**The request**
Print the lines of the records from the one containing "In the photo above, where can the wheel" through the one containing "column 410, row 234", both included, reproducing each line verbatim and nothing else.

─── Material for this exercise

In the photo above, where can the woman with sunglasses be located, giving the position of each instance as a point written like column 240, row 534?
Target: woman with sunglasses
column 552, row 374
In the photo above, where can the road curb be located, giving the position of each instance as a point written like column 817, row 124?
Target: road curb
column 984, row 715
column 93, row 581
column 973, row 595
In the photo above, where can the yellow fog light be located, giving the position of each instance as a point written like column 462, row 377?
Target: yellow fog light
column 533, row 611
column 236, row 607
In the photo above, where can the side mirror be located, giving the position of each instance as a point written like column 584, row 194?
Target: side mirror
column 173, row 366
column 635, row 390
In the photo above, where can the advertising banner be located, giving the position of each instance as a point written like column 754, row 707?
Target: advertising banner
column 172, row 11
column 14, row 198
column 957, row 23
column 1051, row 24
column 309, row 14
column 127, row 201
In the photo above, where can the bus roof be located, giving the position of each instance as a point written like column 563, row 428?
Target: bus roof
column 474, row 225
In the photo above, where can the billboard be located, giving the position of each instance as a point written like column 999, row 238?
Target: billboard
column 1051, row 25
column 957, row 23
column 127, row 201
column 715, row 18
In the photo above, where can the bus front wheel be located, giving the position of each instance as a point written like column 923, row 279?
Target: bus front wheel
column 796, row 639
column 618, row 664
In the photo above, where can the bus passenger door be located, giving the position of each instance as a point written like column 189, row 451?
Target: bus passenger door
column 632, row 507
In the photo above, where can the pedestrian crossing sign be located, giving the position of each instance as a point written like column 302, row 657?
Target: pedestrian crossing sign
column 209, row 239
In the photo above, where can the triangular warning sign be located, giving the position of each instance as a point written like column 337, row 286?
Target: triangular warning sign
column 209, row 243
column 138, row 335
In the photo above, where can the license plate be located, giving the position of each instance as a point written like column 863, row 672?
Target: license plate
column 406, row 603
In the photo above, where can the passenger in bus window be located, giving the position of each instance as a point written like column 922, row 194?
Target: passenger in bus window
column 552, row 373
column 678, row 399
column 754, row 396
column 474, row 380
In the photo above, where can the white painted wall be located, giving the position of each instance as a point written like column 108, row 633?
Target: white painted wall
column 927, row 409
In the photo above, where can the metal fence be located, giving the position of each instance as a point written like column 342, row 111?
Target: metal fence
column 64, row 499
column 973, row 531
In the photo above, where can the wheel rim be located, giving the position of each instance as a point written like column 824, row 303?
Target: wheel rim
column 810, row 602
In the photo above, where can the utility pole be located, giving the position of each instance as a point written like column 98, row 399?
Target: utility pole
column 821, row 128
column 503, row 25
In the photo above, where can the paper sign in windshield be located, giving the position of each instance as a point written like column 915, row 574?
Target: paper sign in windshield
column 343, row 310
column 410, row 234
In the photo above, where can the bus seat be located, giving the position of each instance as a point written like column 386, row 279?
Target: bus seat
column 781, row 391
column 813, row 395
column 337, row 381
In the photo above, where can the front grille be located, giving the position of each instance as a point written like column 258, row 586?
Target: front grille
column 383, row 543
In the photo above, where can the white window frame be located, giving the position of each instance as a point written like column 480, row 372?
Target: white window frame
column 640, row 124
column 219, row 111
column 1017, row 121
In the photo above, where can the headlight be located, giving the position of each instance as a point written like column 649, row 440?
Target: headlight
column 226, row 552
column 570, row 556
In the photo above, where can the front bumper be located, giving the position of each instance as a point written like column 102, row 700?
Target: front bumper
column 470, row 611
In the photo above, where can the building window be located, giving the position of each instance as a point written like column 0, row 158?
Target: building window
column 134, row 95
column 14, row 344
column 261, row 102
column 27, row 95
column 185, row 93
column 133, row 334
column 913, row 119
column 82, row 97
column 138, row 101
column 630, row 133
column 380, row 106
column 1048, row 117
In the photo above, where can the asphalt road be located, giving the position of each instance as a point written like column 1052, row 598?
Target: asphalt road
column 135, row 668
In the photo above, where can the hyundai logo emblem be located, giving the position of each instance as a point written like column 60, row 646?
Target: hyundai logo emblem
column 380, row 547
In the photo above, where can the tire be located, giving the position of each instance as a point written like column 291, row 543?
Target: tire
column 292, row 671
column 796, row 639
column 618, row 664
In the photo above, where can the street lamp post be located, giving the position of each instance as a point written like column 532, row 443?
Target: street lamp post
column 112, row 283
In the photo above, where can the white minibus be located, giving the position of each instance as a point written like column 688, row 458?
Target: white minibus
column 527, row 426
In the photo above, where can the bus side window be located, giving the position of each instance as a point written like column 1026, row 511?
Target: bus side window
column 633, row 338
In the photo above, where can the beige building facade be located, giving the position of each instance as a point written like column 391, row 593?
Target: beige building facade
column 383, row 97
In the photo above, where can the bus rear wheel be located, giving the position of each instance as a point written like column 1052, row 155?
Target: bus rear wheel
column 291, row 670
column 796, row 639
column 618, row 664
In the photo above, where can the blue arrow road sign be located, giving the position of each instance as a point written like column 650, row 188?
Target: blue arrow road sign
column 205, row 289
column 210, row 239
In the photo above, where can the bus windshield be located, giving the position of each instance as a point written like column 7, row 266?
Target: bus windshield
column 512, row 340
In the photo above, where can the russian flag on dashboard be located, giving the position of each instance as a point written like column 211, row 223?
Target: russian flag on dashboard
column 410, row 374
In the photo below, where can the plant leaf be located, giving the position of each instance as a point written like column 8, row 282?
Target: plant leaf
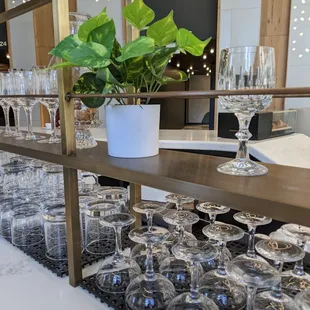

──────

**Problem solution**
In the photo above, where can the wheel rim be located, giving the position of each instance as a point written like column 824, row 303?
Target: wheel rim
column 810, row 602
In the photo above, where can the utility pole be located, giving the position of each instance as a point written like column 98, row 399?
Target: utility pole
column 821, row 128
column 503, row 25
In the photo above, where can the paper sign in windshield be located, giving the position of each instance as a point written like column 915, row 574?
Target: paper sign in windshield
column 343, row 310
column 410, row 234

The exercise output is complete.